» What the exercise asks
Copy out every line of the data that follows, exactly.

» Records for this exercise
○ ○ ○ ○ ○ ○ ○

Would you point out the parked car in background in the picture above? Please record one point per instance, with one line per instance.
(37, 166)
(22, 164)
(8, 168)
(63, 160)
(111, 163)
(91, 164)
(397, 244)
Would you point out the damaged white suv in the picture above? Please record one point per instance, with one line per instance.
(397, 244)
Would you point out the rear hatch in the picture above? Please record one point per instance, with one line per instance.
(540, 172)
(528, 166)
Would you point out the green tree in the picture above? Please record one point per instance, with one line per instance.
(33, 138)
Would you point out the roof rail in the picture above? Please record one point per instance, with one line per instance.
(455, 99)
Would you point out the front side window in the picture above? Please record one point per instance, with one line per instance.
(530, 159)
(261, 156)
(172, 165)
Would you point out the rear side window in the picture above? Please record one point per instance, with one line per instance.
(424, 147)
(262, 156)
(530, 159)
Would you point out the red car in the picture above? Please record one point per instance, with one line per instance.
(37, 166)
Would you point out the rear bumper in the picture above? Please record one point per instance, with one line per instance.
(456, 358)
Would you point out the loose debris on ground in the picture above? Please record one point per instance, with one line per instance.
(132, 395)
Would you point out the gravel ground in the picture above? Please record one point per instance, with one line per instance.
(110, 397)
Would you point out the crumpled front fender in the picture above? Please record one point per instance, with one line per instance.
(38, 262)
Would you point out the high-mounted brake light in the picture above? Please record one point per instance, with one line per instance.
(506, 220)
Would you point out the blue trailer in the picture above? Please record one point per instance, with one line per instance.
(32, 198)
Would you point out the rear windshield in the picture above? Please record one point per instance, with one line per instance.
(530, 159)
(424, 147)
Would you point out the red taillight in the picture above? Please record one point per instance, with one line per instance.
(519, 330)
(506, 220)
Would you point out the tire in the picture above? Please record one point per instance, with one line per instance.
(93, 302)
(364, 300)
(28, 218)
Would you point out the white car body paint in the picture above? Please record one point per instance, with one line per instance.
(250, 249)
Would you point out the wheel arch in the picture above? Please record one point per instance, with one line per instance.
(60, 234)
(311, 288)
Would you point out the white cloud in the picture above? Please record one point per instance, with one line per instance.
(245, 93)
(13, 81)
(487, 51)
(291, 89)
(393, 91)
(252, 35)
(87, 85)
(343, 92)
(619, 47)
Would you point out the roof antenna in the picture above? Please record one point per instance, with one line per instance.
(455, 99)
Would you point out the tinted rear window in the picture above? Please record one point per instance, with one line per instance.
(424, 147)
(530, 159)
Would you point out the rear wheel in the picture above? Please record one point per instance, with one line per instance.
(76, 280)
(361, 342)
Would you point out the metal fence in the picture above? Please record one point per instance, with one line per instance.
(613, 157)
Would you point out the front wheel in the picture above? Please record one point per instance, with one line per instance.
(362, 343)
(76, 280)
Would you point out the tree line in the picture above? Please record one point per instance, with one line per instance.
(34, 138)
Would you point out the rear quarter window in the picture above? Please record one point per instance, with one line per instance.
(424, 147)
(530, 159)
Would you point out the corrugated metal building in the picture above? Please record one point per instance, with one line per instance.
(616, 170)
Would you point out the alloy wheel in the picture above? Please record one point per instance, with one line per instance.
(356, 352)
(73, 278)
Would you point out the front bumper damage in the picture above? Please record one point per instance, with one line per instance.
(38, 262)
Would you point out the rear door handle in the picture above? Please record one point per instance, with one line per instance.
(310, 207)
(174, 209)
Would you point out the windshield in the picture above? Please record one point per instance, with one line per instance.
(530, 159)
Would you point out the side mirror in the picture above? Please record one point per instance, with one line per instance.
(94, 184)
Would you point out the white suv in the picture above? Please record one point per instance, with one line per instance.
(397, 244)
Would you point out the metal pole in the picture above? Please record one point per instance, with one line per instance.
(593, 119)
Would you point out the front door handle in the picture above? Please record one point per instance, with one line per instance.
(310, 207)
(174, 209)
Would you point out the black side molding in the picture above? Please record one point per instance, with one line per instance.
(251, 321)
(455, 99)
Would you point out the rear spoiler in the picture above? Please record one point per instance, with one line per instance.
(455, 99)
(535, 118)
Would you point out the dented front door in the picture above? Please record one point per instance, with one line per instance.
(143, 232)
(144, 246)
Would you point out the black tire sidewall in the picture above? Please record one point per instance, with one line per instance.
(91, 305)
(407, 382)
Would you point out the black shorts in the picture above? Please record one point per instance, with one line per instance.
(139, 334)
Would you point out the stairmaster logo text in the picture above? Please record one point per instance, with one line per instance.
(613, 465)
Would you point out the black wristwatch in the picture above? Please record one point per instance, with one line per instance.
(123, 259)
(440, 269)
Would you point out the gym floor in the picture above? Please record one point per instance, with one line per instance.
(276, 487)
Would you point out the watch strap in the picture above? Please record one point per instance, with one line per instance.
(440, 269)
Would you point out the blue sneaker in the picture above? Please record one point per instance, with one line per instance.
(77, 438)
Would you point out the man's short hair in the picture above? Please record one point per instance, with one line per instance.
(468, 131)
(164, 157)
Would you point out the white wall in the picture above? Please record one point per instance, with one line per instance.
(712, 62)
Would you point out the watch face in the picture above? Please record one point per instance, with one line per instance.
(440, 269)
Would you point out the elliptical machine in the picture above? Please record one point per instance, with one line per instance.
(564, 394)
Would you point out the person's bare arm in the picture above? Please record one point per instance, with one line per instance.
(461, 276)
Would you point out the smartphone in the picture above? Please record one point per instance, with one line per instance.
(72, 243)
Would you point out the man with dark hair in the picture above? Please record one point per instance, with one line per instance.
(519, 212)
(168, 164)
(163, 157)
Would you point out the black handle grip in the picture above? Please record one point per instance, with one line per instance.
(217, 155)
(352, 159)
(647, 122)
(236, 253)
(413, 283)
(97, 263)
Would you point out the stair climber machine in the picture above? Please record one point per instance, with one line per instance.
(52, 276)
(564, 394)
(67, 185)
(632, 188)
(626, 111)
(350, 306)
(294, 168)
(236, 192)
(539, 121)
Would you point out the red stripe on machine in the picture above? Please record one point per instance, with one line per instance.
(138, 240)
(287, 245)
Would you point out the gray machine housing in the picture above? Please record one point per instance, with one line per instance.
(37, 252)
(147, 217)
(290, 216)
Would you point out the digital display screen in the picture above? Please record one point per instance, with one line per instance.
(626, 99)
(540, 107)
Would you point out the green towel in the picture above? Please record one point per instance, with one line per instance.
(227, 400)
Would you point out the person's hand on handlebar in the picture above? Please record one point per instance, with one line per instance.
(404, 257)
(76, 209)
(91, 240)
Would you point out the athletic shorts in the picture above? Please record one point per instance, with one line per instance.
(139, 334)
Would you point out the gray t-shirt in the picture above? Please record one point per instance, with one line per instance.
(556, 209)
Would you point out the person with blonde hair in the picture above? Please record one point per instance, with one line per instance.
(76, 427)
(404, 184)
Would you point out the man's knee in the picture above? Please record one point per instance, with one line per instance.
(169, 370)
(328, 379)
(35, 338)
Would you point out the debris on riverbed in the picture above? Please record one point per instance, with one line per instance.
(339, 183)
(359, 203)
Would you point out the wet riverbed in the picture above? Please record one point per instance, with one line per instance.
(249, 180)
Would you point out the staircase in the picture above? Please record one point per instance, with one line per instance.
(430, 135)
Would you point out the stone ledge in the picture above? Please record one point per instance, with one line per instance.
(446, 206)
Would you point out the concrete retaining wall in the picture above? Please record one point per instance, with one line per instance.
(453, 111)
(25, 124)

○ ○ ○ ○ ○ ○ ○

» Result of the task
Would you point out the parked car in background in the picture above? Please record one point per instance, with one line per instance.
(37, 166)
(22, 164)
(8, 168)
(63, 160)
(111, 163)
(91, 164)
(397, 244)
Would you point out the damaged white suv in the picture above? Please record one point per instance, with one line per instance.
(397, 244)
Would you point out the rear hatch in the picture above? Please record one point per instance, with one line per instance.
(540, 172)
(528, 166)
Would you point out the green tree in the picture above? Please record one point per instance, with one line per instance.
(33, 138)
Would you point out the roof rail in the picture above? Please record one point per instance, with one line per instance.
(455, 99)
Would you point out the front side window in the picture above? Please record one point per instance, with one line per instance.
(530, 159)
(261, 156)
(172, 165)
Would you point out the rear side window in the picture above? Please record one point per instance, with one line per instance.
(424, 147)
(262, 156)
(530, 159)
Would you point out the red car in the picture above? Please record one point per instance, with one line per instance.
(37, 166)
Would you point out the rear bumper in the picture above? Please record one point per instance, with one line per instance.
(456, 358)
Would you point out the loose debris on ground in the picture above? Please record one point per instance, with one line per instance.
(132, 395)
Would you point out the gravel ground in the picture above? Please record one point per instance, with one line per instance.
(110, 397)
Would you point out the crumpled front fender in the picture above? Please record one point per instance, with one line per instance.
(38, 262)
Would you point out the high-mounted brake light in the picture above? Please record one point per instance, with one line per instance.
(506, 220)
Would you point out the blue trailer in the picture above? Please record one point per instance, with one line per instance.
(32, 198)
Would you point out the rear windshield in the picture above? Please record one point per instance, with one line per instance.
(530, 159)
(424, 147)
Would you point out the red taillight in the picture above? Please record one point per instance, with one line per instance.
(519, 330)
(506, 220)
Would you point out the tire in the picture above? Please record one point per instance, with one line per instance.
(93, 302)
(364, 300)
(28, 218)
Would you point out the white car body paint in the picture above? Please record one point per instance, with one line per instance.
(250, 249)
Would you point out the wheel arch in the picture above? Please record one point per instance, with one line per instance.
(60, 234)
(311, 288)
Would you point out the white cloud in the picture above? Please record one point per instance, with one line per instance.
(245, 93)
(13, 81)
(487, 51)
(291, 89)
(393, 91)
(252, 35)
(87, 85)
(343, 92)
(619, 47)
Would you point out the roof antenna in the picture above? Please record one point per instance, with one line per instance.
(455, 99)
Would you point out the tinted rear window in the picture above? Please record one point per instance, with one line per instance.
(424, 147)
(530, 159)
Would you point out the rear wheel in the picture above? Please record one point per instance, with one line per instance.
(76, 280)
(361, 342)
Would you point out the metal fence in the picture above? Please record one point per instance, with one line per instance.
(613, 157)
Would you point out the front wheel in the picture above? Please record one point per instance, with one line per instance.
(362, 343)
(76, 280)
Would you point out the tree line in the picture above? Please record one point per instance, with one line per instance.
(34, 138)
Would you point out the rear quarter window in the picture above? Please record one point per instance, with one line per instance.
(424, 147)
(530, 159)
Would you point out the corrugated metal building in the picture above? Please record one point per instance, with one line per instance.
(616, 170)
Would you point out the alloy wheel in the picture above? Please record one point per instance, with one line per instance.
(356, 352)
(73, 278)
Would you point out the front bumper damage in the picture above? Please record one point per instance, with one line per instance.
(38, 262)
Would you point out the rear door handle in the picture above? Please record one point per instance, with one line per instance.
(310, 207)
(174, 209)
Would you point out the windshield in the picture above? Please record one point per instance, with one line per instance.
(530, 159)
Would you point out the side mirror in the picture above? Please record one point per instance, with one line per instance.
(94, 184)
Would you point out the white suv in the picture above? Please record one point per instance, with one line per instance.
(397, 244)
Would you point out the metal pole in the picture above? Please record one point per instance, with one line per instance.
(593, 119)
Would you point out the front door handle in the picture above? Please record one point per instance, with one line per instance.
(310, 207)
(174, 209)
Would you point out the black side molding in the picture above? Please record one point per instance, with one line per instance.
(251, 321)
(455, 99)
Would you point out the rear spoiler in the picture above? Please record one point per instance, with one line per instance.
(455, 99)
(535, 118)
Would you point out the dented front door in the picture above? Please record one point per instance, with one line per instance.
(143, 232)
(144, 246)
Would you point out the black tire sidewall in the picture above? Please record one point per instance, with one line per instance.
(91, 305)
(407, 382)
Would you point out the black shorts in the picture above? Please record one point per instance, with one line per instance.
(139, 334)
Would you point out the stairmaster logo text in the picture above? Please record one point per instance, with one line per instance.
(613, 465)
Would you point out the black wristwatch in the picture above? Please record one point per instance, with one line per instance.
(123, 259)
(440, 269)
Would you point out the gym floor in the picture above? Please record one point per instance, with one line per instance.
(276, 487)
Would you point out the watch strap in the picture above? Please record one point per instance, with one line per instance.
(440, 269)
Would you point out the blue sneaker in the picture above? Please record one point per instance, with one line per instance.
(77, 438)
Would you point out the man's short hair in the picture above? Please record one point per instance, with one line per instance.
(468, 131)
(164, 157)
Would you point out the white wall in the picture above? Please record one point per instance, with one line per instance.
(712, 62)
Would you point out the watch face in the picture above? Please record one point per instance, with one line per instance.
(440, 269)
Would you point out the elliptical machine in the picture above? Please record one point per instance, with one line per instance.
(564, 394)
Would you point out the person's bare arm in the picture above? Please record one point per instance, with one line per instance.
(461, 276)
Would you point out the smartphone in the picture above? Please record one point per instance, with one line per instance.
(72, 243)
Would you point out the man with dark hair in the picture above? Please record one point per instance, with one line per instance.
(519, 212)
(168, 164)
(163, 157)
Would you point out the black handle grip in the picture above? Please record one point per instance, with one line per instance.
(217, 155)
(352, 159)
(647, 122)
(236, 253)
(413, 283)
(97, 263)
Would you point out the stair climber machine in the picture above? Please record one point per instance, with one line per instance.
(52, 276)
(564, 394)
(67, 185)
(632, 188)
(626, 111)
(350, 306)
(294, 168)
(236, 192)
(539, 121)
Would you point out the red stripe on machine in the picture above? Please record one point per instance, with one line per instance.
(138, 240)
(287, 245)
Would you point out the gray machine housing in the picture above? Please record one point per instance, with one line per instance.
(37, 252)
(147, 217)
(290, 216)
Would you point out the digital display screen in the picture above? Please record one point per instance, with one line per instance.
(626, 99)
(540, 107)
Would you point out the green towel in the picture above? Please record one point per instance, with one line per instance.
(227, 400)
Would you point out the person's hand on handlebar in the picture above? Please record one point per instance, with one line per instance.
(404, 257)
(76, 209)
(91, 240)
Would you point out the athletic shorts in the picture above? Please record one point per instance, with one line per instance.
(139, 334)
Would you point out the gray t-shirt in the picture above? Please record one point per instance, with one line per instance.
(556, 209)
Would you point out the person with blonde hair in the picture above? Please record one point per instance, with one line per instance.
(76, 427)
(404, 184)
Would you point out the man's knee in the picture above? Please record one point per instance, with one line per instance.
(169, 370)
(328, 379)
(35, 338)
Would you point out the debris on riverbed in the picture above? Please record one point per instance, with one line per instance.
(339, 183)
(359, 203)
Would you point out the wet riverbed in the picture above? Please record one point per instance, with one line per instance.
(249, 180)
Would you point out the staircase in the picture above? Please record one point per instance, with one line per instance.
(430, 135)
Would you point out the stone ledge in the picture above? Please record one point per instance, with one line per instance.
(446, 206)
Would you point out the concrete retaining wall in the picture above? Please record one point per instance, with one line per instance.
(453, 111)
(25, 124)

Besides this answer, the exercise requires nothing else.